## Cosa fare:
Riscrivi in forma più breve il paragrafo del brano citato che comincia con «Le due riforme in discussione», tenendo i fatti principali.

## Brano citato:
-.-.-

Si tratta non di due tematiche isolate, ma di un complesso di vicende legislative, parlamentari e politiche, che attengono – da sole e nel loro insieme – alla democrazia, cioè al fondamento stesso della nostra società, delle nostre istituzioni e della convivenza civile. In effetti si è rilevato che la democrazia rappresentativa esige il massimo degli spazi per la partecipazione e la rappresentanza dei cittadini; che essi non possono mai
essere sacrificati sull’altare della governabilità; che gli spazi di democrazia non possono essere ridotti se non a danno dell’intero sistema costituzionale e della stessa configurazione democratica del Paese.
Le due riforme in discussione, che riducono entrambe spazi di democrazia e incidendo sulle manifestazioni più rilevanti della sovranità popolare, si inseriscono in un contesto complessivo rivelatore di una concezione della democrazia , che non può che essere contestata e che fin d’ora desta preoccupazioni.

-.-.-

## Informazioni estratte:
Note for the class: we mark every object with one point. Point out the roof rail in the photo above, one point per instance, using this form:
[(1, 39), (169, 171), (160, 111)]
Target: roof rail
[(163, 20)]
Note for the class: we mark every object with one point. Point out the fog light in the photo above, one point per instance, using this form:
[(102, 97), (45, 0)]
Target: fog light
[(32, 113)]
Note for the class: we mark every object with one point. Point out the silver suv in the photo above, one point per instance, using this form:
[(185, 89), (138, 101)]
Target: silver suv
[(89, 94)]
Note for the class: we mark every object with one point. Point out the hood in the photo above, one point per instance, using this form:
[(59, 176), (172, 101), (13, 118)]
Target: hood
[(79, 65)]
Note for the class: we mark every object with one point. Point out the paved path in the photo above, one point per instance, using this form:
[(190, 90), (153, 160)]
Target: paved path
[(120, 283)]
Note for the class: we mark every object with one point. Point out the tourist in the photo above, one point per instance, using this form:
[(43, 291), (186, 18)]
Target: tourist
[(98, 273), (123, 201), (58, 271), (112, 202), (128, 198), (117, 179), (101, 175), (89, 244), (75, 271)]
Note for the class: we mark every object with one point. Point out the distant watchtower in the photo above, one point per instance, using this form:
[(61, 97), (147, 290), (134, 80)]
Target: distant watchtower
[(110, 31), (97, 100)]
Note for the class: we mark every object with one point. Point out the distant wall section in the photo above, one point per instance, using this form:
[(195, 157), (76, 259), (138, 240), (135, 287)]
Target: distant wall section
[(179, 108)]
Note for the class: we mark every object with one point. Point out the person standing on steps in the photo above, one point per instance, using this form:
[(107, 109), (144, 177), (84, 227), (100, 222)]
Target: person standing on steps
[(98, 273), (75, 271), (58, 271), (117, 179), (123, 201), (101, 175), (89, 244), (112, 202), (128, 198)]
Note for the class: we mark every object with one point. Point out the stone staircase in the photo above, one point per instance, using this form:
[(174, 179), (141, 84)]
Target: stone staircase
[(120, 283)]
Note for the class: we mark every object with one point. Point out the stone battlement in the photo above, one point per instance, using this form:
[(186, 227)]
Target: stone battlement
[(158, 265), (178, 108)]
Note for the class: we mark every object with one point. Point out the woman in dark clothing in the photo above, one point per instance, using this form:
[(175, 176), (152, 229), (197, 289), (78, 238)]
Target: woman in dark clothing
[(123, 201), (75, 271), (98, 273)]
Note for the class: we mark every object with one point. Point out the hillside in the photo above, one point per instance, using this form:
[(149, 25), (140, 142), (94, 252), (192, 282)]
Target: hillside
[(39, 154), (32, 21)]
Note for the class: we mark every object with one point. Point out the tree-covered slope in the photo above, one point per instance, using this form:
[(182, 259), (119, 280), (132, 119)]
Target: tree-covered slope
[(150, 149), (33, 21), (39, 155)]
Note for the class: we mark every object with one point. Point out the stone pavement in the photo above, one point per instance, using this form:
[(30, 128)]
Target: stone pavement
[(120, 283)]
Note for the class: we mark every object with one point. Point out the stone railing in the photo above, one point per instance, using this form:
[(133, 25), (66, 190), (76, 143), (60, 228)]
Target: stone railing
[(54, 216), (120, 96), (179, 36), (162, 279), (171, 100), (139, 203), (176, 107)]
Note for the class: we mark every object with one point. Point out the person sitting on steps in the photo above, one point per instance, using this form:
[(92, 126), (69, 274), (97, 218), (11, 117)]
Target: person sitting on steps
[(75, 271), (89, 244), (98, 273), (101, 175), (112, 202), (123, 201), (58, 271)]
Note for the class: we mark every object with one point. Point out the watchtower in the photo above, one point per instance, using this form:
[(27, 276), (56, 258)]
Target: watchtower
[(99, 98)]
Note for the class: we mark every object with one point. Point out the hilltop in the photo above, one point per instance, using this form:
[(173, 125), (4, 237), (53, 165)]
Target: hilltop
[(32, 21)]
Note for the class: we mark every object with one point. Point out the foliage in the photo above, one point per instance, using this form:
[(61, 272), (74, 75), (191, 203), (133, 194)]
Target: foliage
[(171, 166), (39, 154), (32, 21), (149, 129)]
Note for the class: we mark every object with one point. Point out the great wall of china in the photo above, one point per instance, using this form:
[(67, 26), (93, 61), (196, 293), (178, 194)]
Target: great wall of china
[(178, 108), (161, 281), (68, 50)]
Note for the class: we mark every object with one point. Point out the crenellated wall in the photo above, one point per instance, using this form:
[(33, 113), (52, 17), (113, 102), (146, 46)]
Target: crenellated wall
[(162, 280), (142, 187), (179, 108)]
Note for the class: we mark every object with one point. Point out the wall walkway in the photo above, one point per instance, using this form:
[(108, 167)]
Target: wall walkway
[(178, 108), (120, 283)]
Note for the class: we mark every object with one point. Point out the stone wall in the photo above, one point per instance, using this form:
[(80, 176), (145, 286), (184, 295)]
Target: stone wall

-.-.-

## Risultato:
Le due riforme in discussione riducono gli spazi di democrazia e toccano le espressioni più importanti della sovranità popolare. Fanno parte di un quadro generale che mostra una concezione della democrazia da contestare e che già ora preoccupa.